__Directions__
Copy each line of the entries beneath that contains the word "blue".

__Recorded data__
Content starts

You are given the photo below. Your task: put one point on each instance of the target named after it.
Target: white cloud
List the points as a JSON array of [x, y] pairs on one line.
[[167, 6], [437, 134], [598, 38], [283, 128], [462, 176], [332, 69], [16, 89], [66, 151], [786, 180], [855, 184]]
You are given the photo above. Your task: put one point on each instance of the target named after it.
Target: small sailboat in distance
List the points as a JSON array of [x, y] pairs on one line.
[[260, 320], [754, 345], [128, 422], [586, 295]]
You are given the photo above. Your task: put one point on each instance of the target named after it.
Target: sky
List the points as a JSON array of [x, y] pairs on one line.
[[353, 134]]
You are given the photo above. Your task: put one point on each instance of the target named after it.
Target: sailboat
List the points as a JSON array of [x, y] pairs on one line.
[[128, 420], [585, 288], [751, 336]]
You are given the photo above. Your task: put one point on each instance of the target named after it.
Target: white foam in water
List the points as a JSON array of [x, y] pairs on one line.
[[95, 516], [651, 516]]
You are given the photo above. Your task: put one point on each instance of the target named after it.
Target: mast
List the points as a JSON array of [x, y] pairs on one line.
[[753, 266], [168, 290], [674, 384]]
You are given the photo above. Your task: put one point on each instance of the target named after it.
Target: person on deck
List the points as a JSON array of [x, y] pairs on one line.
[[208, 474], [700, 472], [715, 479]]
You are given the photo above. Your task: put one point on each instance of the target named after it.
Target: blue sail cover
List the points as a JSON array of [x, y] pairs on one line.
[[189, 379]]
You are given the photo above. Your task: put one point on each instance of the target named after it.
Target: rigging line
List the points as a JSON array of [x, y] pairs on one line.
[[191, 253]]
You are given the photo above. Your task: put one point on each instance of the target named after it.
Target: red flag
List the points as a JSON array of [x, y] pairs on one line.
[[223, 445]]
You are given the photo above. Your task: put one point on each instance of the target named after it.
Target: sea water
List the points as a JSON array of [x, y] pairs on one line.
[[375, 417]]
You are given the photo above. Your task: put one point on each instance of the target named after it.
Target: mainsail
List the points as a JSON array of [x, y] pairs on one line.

Content ends
Content starts

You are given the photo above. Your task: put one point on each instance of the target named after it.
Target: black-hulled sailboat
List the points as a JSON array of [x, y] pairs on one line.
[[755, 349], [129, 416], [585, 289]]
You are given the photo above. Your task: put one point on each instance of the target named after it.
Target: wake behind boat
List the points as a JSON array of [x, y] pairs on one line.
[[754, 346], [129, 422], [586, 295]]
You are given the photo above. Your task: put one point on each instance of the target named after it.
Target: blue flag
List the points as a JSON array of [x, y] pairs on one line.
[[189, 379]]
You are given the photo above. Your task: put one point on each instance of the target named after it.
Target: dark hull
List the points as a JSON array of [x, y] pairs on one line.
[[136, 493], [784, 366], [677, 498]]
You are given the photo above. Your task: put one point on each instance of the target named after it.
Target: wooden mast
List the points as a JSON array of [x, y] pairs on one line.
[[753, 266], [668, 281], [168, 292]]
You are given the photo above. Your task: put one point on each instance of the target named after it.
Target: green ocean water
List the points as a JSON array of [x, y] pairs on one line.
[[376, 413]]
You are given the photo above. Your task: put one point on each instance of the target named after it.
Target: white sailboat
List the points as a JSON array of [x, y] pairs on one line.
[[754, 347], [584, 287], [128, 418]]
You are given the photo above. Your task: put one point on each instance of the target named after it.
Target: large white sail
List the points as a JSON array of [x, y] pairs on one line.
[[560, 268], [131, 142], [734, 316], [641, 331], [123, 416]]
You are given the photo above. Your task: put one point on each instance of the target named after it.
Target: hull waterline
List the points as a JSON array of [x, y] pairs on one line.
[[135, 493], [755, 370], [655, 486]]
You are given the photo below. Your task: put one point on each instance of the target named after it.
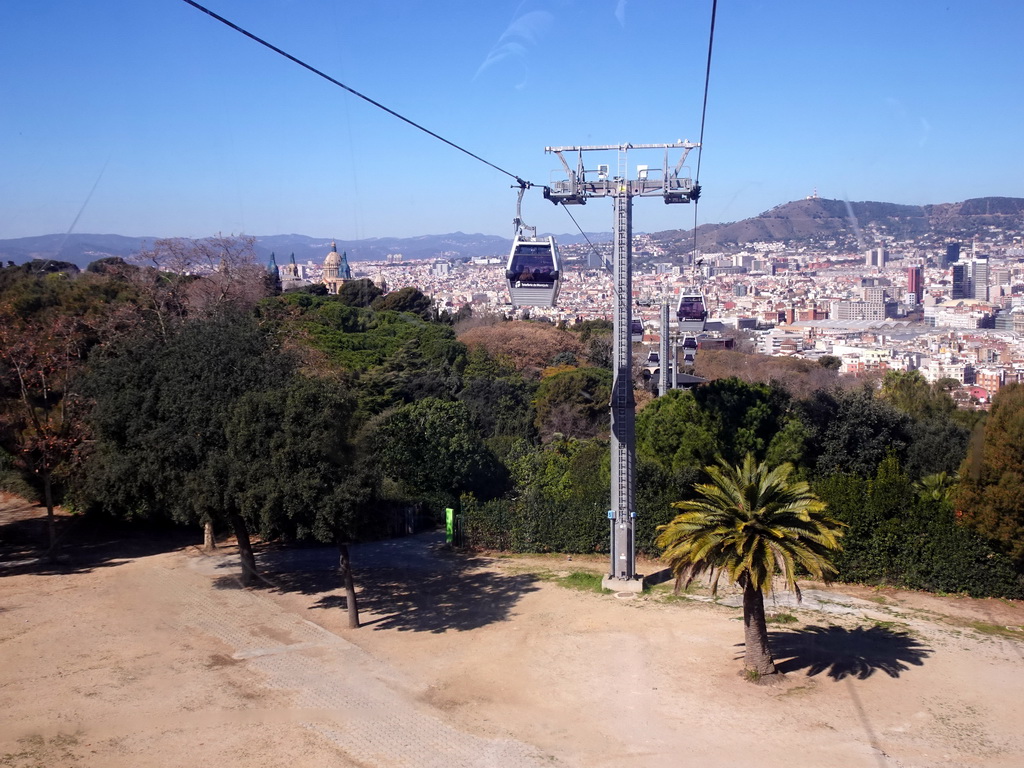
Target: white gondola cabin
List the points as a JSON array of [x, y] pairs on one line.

Content ends

__Task answer__
Target: blue sail cover
Target: blue flag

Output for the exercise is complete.